Pick out each line in the items below that contains the string "positive", and copy those lines. Case counts.

INPUT RECORDS START

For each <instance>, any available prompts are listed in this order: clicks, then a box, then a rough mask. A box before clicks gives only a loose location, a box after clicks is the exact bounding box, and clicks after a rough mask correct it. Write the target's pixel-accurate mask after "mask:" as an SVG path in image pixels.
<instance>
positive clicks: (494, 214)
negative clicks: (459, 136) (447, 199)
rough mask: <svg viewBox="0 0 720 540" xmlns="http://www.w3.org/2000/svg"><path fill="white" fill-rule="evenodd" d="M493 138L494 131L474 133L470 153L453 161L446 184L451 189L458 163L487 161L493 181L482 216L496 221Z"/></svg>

INPUT RECORDS END
INPUT RECORDS START

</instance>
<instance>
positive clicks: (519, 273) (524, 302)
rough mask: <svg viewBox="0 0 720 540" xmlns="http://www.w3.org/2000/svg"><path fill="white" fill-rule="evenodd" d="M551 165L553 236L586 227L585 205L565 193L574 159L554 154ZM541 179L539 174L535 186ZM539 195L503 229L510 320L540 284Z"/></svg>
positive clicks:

INPUT RECORDS END
INPUT RECORDS START

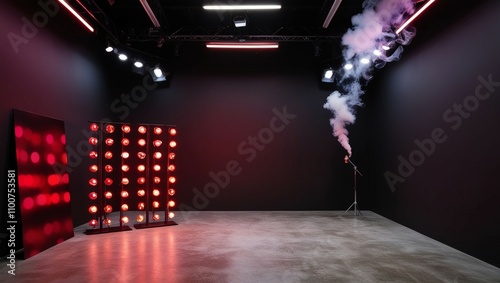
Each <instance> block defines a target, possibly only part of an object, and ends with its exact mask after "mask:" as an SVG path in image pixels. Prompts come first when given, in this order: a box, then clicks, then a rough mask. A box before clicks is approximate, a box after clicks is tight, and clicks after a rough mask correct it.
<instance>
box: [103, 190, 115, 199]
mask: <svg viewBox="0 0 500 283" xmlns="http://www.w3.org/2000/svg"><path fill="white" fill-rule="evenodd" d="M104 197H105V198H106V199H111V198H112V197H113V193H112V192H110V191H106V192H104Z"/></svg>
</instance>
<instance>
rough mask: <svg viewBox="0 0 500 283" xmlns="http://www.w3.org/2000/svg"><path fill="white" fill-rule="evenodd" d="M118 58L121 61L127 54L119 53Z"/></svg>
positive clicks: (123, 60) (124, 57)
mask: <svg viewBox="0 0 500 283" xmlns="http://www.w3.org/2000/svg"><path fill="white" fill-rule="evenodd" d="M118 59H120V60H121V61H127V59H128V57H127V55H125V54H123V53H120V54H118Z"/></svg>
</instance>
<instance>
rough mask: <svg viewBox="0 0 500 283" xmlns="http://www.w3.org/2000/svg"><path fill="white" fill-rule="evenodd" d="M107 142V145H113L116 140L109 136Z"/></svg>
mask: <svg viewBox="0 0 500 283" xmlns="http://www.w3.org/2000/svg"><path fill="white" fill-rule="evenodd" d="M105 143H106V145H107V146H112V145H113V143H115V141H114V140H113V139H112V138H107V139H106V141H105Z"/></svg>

INPUT RECORDS END

» TASK RESPONSE
positive clicks: (494, 214)
positive clicks: (519, 273) (524, 302)
positive clicks:
positive clicks: (123, 60) (124, 57)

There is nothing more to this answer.